| Requirements |
Render the items from the very start through the line holding "172), (112, 175)]", inclusive, as a two-column CSV with the headers "prompt" and "mask", one row per item: its text under "prompt" and its answer under "mask", each in one quoted field with line breaks turned into spaces. Leave the pictures out.

--------------------------------------------------

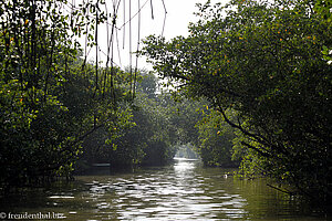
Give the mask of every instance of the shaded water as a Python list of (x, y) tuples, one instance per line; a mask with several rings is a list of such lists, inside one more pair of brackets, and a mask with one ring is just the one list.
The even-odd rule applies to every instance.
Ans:
[(98, 169), (70, 183), (58, 182), (11, 194), (1, 201), (0, 218), (13, 214), (50, 214), (44, 218), (77, 221), (332, 218), (267, 187), (264, 179), (237, 180), (225, 176), (228, 172), (184, 159), (135, 172), (112, 175)]

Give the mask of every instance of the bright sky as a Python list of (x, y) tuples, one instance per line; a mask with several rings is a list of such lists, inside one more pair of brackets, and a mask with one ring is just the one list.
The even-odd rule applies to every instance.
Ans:
[[(141, 0), (141, 40), (151, 34), (163, 35), (170, 40), (177, 35), (187, 35), (188, 34), (188, 24), (189, 22), (197, 21), (197, 18), (193, 14), (197, 11), (196, 3), (205, 3), (207, 0)], [(211, 0), (211, 3), (217, 2), (227, 2), (228, 0)], [(107, 1), (106, 1), (107, 2)], [(110, 1), (108, 1), (110, 2)], [(132, 2), (132, 18), (138, 11), (138, 0), (125, 0), (126, 6), (124, 7), (123, 1), (120, 4), (118, 15), (117, 15), (117, 28), (121, 28), (126, 21), (126, 25), (117, 30), (114, 44), (114, 63), (121, 67), (129, 66), (131, 55), (129, 55), (129, 2)], [(152, 2), (152, 4), (151, 4)], [(153, 6), (153, 7), (152, 7)], [(112, 4), (107, 6), (111, 11)], [(152, 8), (154, 19), (152, 19)], [(125, 10), (124, 10), (125, 9)], [(165, 10), (167, 13), (165, 13)], [(124, 13), (125, 11), (125, 13)], [(164, 18), (166, 14), (165, 27)], [(137, 50), (138, 42), (138, 14), (136, 14), (132, 21), (132, 51)], [(164, 27), (164, 32), (163, 32)], [(106, 60), (104, 53), (107, 49), (107, 33), (105, 24), (98, 27), (98, 44), (100, 44), (100, 61)], [(111, 31), (110, 31), (111, 32)], [(124, 39), (125, 36), (125, 39)], [(117, 39), (117, 40), (116, 40)], [(123, 44), (123, 40), (124, 44)], [(141, 45), (142, 46), (142, 45)], [(91, 50), (89, 60), (95, 61), (95, 51)], [(105, 62), (103, 63), (105, 65)], [(136, 55), (132, 55), (132, 66), (136, 66)], [(145, 62), (145, 57), (138, 59), (138, 67), (147, 67), (148, 64)]]

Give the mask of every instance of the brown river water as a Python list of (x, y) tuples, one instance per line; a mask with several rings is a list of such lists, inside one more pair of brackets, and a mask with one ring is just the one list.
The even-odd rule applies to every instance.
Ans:
[(9, 194), (0, 220), (332, 220), (323, 206), (312, 209), (266, 179), (229, 173), (187, 159), (135, 171), (97, 168), (75, 181)]

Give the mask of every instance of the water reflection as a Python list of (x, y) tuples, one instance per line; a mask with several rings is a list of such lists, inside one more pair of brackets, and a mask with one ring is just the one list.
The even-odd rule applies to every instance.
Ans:
[[(329, 220), (267, 188), (198, 161), (105, 176), (82, 176), (70, 185), (12, 196), (8, 212), (60, 212), (66, 220)], [(324, 217), (326, 215), (326, 217)]]

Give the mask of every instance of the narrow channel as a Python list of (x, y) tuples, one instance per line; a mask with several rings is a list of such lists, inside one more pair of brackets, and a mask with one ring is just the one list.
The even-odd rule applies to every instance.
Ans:
[(63, 220), (77, 221), (331, 220), (331, 214), (267, 187), (266, 179), (239, 180), (231, 173), (184, 158), (116, 173), (98, 168), (70, 183), (12, 194), (1, 208), (11, 213), (60, 213)]

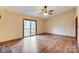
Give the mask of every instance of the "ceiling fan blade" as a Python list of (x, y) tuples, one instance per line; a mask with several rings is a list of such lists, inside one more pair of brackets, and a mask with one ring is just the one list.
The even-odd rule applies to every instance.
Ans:
[(48, 13), (48, 14), (52, 15), (52, 13)]
[(53, 12), (54, 10), (50, 10), (49, 12)]

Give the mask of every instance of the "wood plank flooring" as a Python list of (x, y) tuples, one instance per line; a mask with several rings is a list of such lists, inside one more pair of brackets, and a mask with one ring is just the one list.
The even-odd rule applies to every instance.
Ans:
[(0, 44), (0, 53), (76, 53), (76, 38), (60, 35), (36, 35)]

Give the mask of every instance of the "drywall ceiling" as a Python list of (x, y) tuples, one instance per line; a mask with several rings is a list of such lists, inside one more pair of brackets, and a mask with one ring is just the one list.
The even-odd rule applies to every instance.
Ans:
[(48, 16), (39, 14), (43, 6), (6, 6), (5, 8), (7, 8), (8, 10), (18, 12), (18, 13), (23, 13), (25, 15), (39, 17), (41, 19), (47, 19), (52, 16), (56, 16), (66, 11), (72, 10), (75, 8), (75, 6), (48, 6), (48, 10), (51, 10), (51, 9), (54, 10), (53, 14), (48, 15)]

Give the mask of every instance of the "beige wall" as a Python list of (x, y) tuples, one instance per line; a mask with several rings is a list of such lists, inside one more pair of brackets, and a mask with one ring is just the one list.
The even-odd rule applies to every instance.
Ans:
[(70, 10), (61, 15), (45, 20), (46, 32), (52, 34), (75, 36), (76, 10)]
[(78, 47), (79, 47), (79, 7), (76, 8), (76, 15), (78, 16), (78, 36), (77, 36), (77, 41), (78, 41)]
[(0, 42), (23, 37), (23, 18), (37, 20), (37, 33), (43, 32), (43, 21), (6, 9), (0, 9)]

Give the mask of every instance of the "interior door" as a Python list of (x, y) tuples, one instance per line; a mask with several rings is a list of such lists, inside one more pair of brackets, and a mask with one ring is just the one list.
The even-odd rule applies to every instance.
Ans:
[(30, 21), (24, 20), (24, 37), (30, 36)]
[(37, 22), (35, 20), (24, 20), (24, 37), (36, 35)]

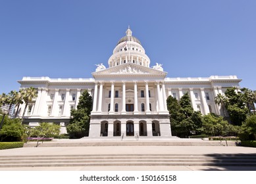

--------------------------------------------------

| Response for this exercise |
prompt,mask
"Give the mask of every instance of the shaded water as a Python list of (x, y) tuples, one instance per line; a mask with several rings is a list of such lists, inside one more pair of brackets, and a mask with one ring is just the one list. The even-odd rule applies to every instance. Ans:","[(98, 169), (70, 183), (58, 182), (11, 194), (1, 201), (0, 218), (13, 214), (50, 214), (44, 218), (77, 221), (332, 218), (267, 187), (264, 179), (237, 180), (225, 176), (228, 172), (184, 159), (135, 172), (112, 175)]"